(Natural-language object grounding data)
------
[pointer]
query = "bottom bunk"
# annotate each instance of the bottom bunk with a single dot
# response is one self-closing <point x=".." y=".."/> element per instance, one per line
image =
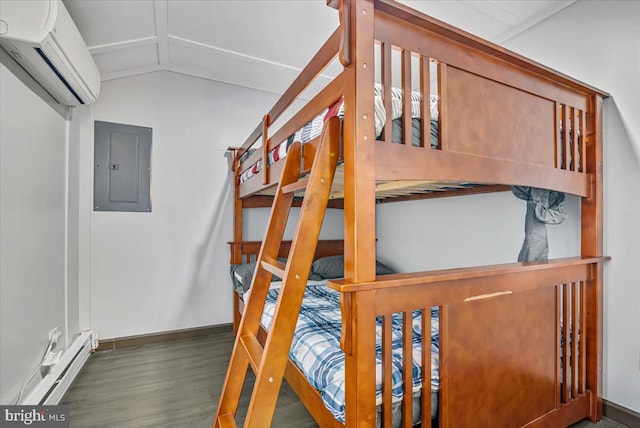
<point x="498" y="355"/>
------
# About this task:
Your answer must be the records above, word for word, with no pictures.

# Task response:
[pointer]
query = "bottom bunk"
# annotate each instance of the bottom bunk with a single dot
# response is one self-closing <point x=".." y=".."/> element per instance, one per line
image =
<point x="498" y="355"/>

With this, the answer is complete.